Write out the whole listing again, exactly.

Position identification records
------------
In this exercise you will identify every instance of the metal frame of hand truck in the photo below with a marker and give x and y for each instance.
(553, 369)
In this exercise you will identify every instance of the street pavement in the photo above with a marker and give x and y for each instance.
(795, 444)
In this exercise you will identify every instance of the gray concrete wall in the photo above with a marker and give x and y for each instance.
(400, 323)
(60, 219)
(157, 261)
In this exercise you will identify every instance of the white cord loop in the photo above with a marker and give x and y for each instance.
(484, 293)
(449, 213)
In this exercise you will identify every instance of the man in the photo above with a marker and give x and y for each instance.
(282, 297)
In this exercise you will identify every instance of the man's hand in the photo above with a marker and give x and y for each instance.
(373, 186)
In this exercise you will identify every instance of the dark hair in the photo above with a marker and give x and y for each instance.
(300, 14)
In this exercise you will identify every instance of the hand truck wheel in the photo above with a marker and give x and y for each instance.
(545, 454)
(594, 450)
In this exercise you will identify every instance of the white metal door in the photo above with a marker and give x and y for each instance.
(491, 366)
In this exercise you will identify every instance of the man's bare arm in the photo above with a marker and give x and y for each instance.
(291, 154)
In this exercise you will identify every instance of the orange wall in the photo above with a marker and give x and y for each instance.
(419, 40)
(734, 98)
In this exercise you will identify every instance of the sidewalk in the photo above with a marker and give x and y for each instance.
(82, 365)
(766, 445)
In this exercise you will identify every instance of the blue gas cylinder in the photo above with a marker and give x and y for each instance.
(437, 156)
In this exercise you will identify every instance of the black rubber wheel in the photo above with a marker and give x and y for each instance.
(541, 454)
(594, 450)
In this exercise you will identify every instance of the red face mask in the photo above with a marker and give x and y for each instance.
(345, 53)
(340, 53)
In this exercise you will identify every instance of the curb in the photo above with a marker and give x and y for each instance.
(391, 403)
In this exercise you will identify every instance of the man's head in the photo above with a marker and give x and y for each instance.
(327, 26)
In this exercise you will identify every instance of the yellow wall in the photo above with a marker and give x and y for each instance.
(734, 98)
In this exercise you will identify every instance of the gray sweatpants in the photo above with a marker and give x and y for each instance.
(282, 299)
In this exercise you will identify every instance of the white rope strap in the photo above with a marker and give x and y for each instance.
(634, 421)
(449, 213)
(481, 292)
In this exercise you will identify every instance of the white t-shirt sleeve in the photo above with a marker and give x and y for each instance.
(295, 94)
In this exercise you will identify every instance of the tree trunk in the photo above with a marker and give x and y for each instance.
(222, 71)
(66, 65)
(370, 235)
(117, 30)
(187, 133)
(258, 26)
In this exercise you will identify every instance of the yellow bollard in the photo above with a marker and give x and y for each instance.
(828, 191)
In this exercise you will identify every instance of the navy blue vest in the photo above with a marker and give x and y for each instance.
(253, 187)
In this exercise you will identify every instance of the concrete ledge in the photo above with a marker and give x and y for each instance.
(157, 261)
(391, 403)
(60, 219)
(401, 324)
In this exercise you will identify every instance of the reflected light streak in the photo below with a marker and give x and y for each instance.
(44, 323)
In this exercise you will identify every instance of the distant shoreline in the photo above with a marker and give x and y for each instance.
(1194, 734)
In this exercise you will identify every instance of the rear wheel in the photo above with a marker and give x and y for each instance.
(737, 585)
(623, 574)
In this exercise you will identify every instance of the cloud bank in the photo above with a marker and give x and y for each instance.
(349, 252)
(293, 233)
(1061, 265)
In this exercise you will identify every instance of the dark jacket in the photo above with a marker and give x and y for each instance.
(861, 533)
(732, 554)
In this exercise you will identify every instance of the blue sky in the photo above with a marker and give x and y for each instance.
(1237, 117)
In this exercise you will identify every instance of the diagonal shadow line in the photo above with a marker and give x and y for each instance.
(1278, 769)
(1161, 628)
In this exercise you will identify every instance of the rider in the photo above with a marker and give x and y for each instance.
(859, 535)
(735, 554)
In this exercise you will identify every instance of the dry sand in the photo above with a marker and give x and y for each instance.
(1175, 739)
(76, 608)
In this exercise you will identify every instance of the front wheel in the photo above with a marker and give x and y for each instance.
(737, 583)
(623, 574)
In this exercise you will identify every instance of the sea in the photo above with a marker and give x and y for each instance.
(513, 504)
------------
# The response:
In this exercise you will identify every instance of the metal frame of hand truck in the photo below with a marker and give x and y for each instance.
(553, 369)
In this exercise you will identify every instance of the street pavement in the photo above with a marker and give x and y for each instance.
(795, 444)
In this exercise you will identify every instance of the gray concrete wall in the photo above with a marker and give x and y for each instance.
(400, 323)
(60, 219)
(157, 261)
In this exercise you will identify every instance of the white cord loop in the photo above with a marker and give x and y for each instance.
(484, 293)
(449, 213)
In this exercise you will identify every instance of the man in the photo above with a marker and give x and y for each instance.
(282, 297)
In this exercise you will identify every instance of the man's hand in the photo above with a marker and give x and y for each instance.
(373, 186)
In this exercise you will identify every instance of the dark hair in the photo above with a marker and give x and y for each instance.
(300, 14)
In this exercise you will identify every instance of the hand truck wheel in the photo above with a marker and give x and y for each instance.
(545, 454)
(594, 450)
In this exercise you will identify every instance of the white metal door in the photo above with a marker and give x and y for each instance.
(491, 366)
In this exercise you will identify every instance of the man's bare arm in the photo above with a marker and give x and y for each instance.
(291, 154)
In this exercise you will identify every instance of the orange wall in the photo above with a marker and give x and y for each instance.
(419, 40)
(734, 98)
In this exercise you will identify every instance of the sidewalk in the photo above with a marker and give x and y for each instance.
(82, 365)
(766, 445)
In this exercise you will identify every instance of the blue gas cylinder in the photo above with a marker and give x and y for each instance.
(437, 156)
In this exercise you will identify every instance of the black rubber wheel in the photo above with a marker and give x and y for each instance.
(541, 454)
(594, 450)
In this exercise you will identify every instance of the red face mask in the photo above with a marker and give x and y for each instance.
(345, 53)
(340, 53)
In this exercise you will identify every instance of the curb in the photo above with a marker and give x and y for each instance.
(391, 403)
In this exercise you will identify every instance of the man's head in the photo above with a marker and give x and y for each instance.
(327, 26)
In this exercise you will identify every instance of the yellow wall in the photo above with a marker and give x and y for each instance.
(734, 98)
In this exercise you will identify every instance of the gray sweatpants in the photo above with a marker and give x and y for each instance.
(282, 299)
In this exercise you will identify every instance of the white rope strap in the photo above with a marker and give x and y for each instance.
(634, 421)
(449, 213)
(481, 292)
In this exercise you will identify every instance of the white t-shirt sleeve in the photo above with a marker and give x and y for each instance.
(295, 94)
In this exercise you will identify every instance of the tree trunk in the photo above with a marker and give x and y for each instance.
(222, 71)
(66, 65)
(370, 235)
(117, 30)
(187, 133)
(258, 26)
In this exercise you will identify every instance of the yellow bollard in the photo above with a marker and give x and y for each instance.
(828, 191)
In this exercise you will identify every instance of the navy blue vest in the photo above with a marker and give x and y for each instance.
(253, 187)
In this exercise you will identify every instance of the concrete ledge in the photo above with a marker and give x and y for each instance.
(157, 261)
(391, 403)
(60, 219)
(401, 324)
In this exercise you will identify every instance of the reflected light streak in the photo below with a marker and give x and y for each instance.
(44, 323)
In this exercise you will identify every instance of the distant shoreline in the photo above with a marker and give x and y for each instance.
(1194, 734)
In this exercise you will identify every instance of the rear wheel in the photo above with a marker and give x and y for each instance.
(737, 585)
(623, 574)
In this exercise you will identify every instance of the cloud bank in the photo above with a marker and give x and y for each instance.
(349, 252)
(293, 233)
(1061, 265)
In this exercise you will identify every instance of the dark jacket in the photo above with a marker and give x and y for each instance.
(861, 533)
(732, 554)
In this exercise you will identify every instance of the blue sky in the photo above with a marker and give x and y for each instance.
(1237, 117)
In this exercise you will identify every instance of the diagonal shadow line in the photo above with a marker and give x and y for each instance.
(1278, 769)
(1161, 628)
In this exercise you will identify every instance of the rider in the photo above with a marker and give x and y for each instance.
(859, 535)
(735, 554)
In this exercise you will identify every instance of the dry sand in the photo above with a marker and give x and y for each instance.
(1175, 739)
(76, 608)
In this exercise you will identify every instance of the front wheel in the photo above with a marker and give x and y for each instance.
(737, 583)
(623, 574)
In this exercise you will identify every instance of the sea in the photo above with a marker and give x and y for each instance.
(513, 504)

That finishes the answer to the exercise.